* _GIVEN PROBLEM_
Transcribe verbatim every line from the line containing "the white baseball" to the end of the entries, including both endpoints. Output nothing beyond those lines.

---------------

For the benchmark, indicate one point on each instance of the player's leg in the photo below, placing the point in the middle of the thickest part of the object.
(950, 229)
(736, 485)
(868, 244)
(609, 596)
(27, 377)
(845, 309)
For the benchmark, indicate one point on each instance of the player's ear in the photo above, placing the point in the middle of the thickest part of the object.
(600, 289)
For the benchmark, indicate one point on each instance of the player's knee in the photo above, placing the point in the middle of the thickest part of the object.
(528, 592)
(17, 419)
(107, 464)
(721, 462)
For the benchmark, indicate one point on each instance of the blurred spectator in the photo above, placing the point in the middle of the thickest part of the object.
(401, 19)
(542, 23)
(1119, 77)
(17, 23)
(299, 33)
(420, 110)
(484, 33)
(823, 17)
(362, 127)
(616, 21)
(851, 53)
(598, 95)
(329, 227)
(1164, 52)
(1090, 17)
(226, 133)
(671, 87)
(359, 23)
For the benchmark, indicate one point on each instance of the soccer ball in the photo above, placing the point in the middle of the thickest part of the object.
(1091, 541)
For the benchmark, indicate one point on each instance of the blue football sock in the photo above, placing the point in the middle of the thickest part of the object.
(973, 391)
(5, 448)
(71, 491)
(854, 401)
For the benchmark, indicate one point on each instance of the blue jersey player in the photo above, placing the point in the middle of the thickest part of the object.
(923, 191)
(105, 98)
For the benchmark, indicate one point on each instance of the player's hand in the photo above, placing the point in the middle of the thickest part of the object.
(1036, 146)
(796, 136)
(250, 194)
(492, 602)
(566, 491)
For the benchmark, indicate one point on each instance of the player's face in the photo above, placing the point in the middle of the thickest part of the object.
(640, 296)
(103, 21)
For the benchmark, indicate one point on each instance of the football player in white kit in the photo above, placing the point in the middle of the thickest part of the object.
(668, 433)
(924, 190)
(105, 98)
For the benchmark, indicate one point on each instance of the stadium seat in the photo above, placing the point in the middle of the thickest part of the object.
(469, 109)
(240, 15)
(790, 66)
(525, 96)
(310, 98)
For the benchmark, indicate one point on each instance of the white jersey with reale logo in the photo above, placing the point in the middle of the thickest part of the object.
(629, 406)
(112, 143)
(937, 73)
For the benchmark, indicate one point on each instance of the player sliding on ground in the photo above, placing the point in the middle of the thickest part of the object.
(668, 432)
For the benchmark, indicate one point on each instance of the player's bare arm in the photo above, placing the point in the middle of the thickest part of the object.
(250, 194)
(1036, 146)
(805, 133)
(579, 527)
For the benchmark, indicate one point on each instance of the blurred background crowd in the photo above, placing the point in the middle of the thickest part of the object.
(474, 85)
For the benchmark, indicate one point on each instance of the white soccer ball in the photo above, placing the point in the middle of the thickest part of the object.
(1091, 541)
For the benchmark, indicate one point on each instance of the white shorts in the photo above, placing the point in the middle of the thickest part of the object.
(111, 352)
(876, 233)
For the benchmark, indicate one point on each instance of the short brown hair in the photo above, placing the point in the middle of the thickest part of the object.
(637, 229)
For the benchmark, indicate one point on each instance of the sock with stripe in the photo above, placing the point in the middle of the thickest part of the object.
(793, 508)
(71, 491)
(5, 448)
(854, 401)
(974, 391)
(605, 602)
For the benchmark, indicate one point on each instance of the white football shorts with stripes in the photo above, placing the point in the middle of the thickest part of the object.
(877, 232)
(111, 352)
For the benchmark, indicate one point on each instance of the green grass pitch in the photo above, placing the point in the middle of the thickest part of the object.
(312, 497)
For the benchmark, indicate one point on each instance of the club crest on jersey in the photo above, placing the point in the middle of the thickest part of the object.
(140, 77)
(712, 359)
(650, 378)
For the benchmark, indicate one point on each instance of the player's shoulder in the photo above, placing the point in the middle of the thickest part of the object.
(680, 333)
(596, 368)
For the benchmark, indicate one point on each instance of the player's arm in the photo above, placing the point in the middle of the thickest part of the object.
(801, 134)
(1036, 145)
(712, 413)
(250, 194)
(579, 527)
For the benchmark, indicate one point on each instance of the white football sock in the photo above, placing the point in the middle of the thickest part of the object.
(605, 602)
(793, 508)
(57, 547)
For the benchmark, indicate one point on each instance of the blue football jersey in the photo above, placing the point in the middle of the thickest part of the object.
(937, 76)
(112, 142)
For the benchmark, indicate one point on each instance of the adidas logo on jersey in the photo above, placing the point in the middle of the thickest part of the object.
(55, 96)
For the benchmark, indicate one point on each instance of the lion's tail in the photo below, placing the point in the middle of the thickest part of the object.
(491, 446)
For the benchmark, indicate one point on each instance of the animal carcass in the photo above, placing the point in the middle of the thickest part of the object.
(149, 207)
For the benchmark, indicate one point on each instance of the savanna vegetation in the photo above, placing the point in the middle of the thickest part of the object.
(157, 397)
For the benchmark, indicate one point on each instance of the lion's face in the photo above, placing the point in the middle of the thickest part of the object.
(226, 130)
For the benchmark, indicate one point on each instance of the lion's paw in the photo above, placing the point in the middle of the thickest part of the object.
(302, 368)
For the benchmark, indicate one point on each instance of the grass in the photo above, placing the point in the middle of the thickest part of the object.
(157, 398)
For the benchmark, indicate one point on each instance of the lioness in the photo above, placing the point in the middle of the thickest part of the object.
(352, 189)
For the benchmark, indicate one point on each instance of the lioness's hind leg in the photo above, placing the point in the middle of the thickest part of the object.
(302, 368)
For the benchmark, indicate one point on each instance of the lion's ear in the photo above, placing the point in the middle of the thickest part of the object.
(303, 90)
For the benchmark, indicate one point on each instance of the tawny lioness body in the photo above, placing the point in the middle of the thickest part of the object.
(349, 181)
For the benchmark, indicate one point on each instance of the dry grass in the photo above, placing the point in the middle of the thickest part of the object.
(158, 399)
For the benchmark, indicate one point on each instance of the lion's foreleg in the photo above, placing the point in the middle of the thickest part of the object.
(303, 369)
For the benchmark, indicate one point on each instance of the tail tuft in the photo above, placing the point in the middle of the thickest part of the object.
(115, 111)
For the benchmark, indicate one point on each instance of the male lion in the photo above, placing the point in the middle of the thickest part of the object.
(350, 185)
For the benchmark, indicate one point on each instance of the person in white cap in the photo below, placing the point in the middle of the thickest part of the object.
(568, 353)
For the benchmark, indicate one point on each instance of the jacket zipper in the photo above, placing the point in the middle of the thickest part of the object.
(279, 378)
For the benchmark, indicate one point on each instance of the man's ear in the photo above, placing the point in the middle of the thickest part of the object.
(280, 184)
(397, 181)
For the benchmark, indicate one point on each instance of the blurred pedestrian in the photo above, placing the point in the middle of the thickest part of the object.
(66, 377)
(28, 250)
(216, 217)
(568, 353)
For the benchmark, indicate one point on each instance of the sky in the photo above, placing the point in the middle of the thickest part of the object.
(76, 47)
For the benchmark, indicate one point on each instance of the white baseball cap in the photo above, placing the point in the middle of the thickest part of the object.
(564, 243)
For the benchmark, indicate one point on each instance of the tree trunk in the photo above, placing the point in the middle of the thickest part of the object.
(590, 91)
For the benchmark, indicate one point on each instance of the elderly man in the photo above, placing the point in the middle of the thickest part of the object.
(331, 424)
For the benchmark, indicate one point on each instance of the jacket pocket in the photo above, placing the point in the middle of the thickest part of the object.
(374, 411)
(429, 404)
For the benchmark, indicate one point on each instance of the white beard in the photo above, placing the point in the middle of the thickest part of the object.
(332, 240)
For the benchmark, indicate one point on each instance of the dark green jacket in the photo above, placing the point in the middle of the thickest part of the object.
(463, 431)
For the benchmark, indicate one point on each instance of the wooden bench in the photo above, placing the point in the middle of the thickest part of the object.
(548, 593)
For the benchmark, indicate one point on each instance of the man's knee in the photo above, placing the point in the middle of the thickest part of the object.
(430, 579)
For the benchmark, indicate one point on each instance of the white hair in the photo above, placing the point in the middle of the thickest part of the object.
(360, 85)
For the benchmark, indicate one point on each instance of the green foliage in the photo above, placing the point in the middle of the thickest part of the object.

---------------

* _RIGHT ANSWER_
For the benchmark, indicate one point on each instance of the white baseball cap in the photo above, placing the point in the middle of the thickest part of the object.
(564, 243)
For the benchmark, indicate one point on each instance of the tree trunk in the photo above, placing the point in the middle of the thickest part of the object.
(590, 91)
For the benchmark, indicate one point on each instance of the elderly man in the photo above, placing the point in the middle of the thickest part of the object.
(331, 424)
For the benchmark, indicate one point on each instance of the jacket pocket in the photo above, placing the point in the middle of the thickest part of the object.
(374, 411)
(429, 404)
For the benchmark, indicate one point on each instance of the white beard in the photo above, placing the point in the middle of the thickest part of the object.
(332, 240)
For the benchmark, indicate one point on each instance of the dark green jacket in the photo above, placing the point in the middle of the thickest part of the object.
(463, 431)
For the benchmark, indicate one point on each instance of the wooden bench in the photo above, placing the point in the middle of the thickest part of the object.
(548, 593)
For the benchmark, indicate one point on each instance of the man's knee in the photo above, placing the point in the middle of the thickest part of the object.
(430, 579)
For the benchmark, indicate one point on each instance of the white hair in the photo above, placing the point in the middle of the thickest part of the object.
(360, 85)
For the benchmark, indicate one point on each instance of the green foliage in the photo above, placing the point in the middle of the thickest part of the object.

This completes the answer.